### Data extract
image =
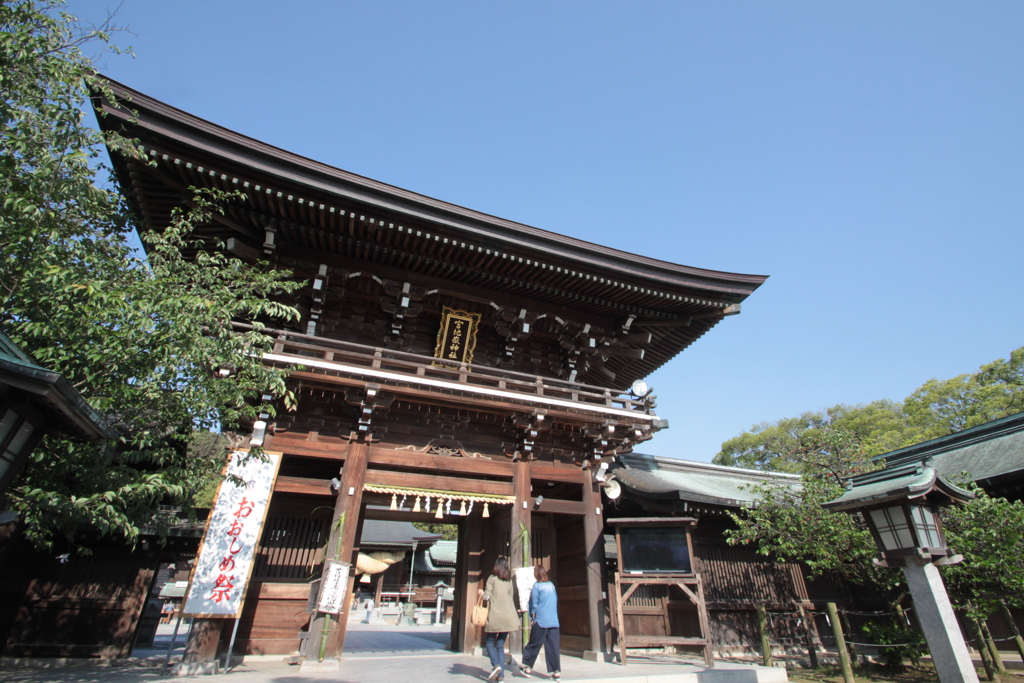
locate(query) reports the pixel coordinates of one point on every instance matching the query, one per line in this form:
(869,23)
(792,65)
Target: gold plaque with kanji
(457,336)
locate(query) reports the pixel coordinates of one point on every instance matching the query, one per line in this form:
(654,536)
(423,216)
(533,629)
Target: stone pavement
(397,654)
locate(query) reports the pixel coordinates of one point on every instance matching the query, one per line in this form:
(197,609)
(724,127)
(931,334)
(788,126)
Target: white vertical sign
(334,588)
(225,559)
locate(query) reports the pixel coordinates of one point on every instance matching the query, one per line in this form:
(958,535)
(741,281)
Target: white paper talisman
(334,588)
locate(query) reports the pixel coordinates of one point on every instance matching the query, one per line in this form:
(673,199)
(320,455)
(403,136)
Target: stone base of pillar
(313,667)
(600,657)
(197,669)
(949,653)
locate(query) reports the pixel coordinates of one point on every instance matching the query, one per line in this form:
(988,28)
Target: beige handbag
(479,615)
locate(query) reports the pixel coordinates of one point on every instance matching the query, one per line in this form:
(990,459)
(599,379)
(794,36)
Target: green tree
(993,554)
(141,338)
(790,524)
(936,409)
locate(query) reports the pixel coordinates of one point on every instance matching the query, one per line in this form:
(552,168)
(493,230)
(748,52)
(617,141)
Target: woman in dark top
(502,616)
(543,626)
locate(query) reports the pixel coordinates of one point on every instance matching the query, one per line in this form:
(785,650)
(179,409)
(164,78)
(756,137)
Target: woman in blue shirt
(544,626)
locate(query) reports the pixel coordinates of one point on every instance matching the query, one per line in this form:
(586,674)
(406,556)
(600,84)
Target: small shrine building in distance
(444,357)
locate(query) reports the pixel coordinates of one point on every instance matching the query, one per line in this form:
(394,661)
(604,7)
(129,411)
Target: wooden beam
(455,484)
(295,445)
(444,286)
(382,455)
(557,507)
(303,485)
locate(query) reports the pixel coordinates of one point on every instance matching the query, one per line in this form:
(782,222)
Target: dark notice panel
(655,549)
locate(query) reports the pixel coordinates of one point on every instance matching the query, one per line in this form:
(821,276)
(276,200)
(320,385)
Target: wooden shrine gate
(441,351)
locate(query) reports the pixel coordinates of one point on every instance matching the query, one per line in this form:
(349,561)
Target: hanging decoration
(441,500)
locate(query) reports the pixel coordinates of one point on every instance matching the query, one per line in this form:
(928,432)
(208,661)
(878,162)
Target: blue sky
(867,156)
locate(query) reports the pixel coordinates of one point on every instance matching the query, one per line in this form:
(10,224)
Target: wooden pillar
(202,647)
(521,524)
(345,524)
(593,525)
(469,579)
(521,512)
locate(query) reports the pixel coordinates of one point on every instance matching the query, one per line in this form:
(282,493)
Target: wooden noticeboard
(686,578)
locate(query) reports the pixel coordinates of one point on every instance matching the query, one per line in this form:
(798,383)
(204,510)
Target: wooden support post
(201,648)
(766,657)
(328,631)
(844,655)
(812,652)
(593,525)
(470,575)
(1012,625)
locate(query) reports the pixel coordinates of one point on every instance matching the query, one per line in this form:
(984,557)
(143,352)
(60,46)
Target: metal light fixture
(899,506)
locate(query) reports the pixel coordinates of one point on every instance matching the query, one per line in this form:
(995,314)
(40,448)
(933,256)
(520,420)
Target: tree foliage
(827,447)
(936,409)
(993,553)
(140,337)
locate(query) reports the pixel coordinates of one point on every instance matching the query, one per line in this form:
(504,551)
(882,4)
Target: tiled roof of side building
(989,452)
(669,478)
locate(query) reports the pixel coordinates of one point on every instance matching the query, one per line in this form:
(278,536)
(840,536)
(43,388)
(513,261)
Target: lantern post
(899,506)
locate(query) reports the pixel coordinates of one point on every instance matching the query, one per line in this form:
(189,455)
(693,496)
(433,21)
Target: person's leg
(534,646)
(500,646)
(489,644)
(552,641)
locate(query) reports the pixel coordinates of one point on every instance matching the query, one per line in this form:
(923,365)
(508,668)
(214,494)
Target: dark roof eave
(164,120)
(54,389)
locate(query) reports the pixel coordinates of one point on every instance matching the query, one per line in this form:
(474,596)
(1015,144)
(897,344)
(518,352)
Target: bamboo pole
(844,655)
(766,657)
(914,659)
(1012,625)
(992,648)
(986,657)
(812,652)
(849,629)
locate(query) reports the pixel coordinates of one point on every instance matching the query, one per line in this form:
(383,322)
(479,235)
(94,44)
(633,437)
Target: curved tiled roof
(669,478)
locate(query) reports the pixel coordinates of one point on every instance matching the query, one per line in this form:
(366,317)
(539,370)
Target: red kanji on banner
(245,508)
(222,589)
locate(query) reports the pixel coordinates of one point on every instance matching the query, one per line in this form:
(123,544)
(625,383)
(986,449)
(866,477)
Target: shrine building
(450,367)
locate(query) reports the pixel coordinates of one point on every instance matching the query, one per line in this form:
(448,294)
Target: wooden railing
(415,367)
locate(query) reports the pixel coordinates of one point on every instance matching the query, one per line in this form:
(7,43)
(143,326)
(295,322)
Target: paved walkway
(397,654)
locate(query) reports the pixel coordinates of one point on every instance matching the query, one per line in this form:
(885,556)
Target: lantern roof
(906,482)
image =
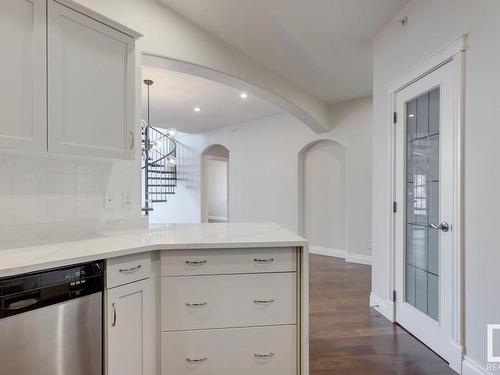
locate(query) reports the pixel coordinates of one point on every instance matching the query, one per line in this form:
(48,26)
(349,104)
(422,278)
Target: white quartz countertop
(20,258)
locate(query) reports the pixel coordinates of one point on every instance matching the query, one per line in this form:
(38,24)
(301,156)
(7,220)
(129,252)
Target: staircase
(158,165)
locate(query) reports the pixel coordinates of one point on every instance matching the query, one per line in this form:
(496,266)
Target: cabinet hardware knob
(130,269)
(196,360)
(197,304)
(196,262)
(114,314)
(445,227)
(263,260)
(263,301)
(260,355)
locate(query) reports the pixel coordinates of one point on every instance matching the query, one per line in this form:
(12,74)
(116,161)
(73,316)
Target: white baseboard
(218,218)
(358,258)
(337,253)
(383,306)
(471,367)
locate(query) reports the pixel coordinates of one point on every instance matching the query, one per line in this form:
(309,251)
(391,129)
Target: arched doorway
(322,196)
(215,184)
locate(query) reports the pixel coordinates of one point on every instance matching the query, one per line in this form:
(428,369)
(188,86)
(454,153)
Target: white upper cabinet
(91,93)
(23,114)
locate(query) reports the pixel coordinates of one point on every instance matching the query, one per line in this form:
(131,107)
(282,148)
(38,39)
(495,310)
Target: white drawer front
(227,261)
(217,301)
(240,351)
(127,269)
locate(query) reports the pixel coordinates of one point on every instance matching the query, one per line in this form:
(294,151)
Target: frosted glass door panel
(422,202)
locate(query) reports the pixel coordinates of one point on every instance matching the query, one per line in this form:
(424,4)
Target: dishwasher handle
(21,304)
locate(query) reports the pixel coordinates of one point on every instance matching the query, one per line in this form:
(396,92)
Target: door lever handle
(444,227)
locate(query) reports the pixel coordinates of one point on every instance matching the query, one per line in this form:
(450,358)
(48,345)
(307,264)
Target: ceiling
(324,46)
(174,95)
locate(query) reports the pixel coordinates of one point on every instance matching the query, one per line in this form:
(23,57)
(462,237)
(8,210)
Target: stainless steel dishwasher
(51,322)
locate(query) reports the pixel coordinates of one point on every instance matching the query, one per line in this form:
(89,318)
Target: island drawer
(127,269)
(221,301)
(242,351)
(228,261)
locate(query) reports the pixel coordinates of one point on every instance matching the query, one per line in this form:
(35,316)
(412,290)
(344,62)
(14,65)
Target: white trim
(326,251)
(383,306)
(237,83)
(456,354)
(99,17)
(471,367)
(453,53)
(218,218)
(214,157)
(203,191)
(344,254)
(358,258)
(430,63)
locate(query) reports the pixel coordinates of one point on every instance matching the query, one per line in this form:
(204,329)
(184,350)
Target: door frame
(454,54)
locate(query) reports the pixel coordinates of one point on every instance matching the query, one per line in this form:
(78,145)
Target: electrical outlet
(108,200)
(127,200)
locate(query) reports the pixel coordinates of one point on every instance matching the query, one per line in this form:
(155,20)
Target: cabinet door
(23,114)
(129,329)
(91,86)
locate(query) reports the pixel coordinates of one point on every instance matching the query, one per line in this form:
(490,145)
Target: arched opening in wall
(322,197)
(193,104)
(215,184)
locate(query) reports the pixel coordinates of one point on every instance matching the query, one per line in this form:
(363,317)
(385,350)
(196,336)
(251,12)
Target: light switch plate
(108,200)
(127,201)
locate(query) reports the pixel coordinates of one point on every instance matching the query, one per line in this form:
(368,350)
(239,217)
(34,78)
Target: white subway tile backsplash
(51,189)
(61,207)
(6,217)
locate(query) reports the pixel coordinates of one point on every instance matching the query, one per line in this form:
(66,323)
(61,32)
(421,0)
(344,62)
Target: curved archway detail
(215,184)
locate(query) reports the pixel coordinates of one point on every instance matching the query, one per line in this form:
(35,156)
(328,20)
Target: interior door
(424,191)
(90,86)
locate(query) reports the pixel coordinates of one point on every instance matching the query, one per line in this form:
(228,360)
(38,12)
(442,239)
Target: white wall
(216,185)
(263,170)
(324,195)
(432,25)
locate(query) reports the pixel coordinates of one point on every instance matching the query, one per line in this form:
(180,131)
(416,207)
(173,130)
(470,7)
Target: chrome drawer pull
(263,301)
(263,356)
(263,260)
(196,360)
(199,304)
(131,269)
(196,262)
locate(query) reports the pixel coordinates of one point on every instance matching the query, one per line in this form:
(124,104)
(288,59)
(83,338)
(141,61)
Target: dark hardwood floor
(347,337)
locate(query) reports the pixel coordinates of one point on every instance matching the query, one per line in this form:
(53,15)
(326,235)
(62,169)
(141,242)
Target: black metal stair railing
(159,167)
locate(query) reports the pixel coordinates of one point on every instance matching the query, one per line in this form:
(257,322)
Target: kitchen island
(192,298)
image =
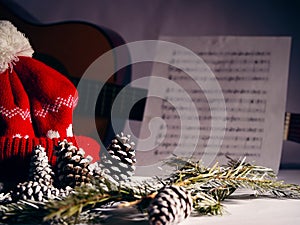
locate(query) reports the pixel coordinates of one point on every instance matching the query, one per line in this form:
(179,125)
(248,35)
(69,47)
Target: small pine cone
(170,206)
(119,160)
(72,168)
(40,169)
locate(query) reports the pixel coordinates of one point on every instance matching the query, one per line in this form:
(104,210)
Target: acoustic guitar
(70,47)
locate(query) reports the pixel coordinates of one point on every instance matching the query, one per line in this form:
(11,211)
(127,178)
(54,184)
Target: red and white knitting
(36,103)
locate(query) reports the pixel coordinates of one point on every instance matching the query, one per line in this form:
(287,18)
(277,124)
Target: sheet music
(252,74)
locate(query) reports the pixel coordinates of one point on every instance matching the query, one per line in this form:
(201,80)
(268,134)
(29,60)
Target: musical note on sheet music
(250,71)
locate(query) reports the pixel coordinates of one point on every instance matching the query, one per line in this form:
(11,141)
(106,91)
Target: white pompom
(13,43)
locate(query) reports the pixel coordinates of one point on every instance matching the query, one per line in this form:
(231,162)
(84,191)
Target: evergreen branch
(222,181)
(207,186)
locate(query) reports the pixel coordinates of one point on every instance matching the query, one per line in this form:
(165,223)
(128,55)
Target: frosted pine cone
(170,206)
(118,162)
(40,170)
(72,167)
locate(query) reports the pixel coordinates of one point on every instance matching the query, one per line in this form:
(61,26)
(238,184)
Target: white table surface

### Your objective
Pick out every line in the records above that contains the string "stone", treating uppercase and lowercase as distinct, and copy each such line in full.

### The answer
Target: stone pavement
Target: stone base of pillar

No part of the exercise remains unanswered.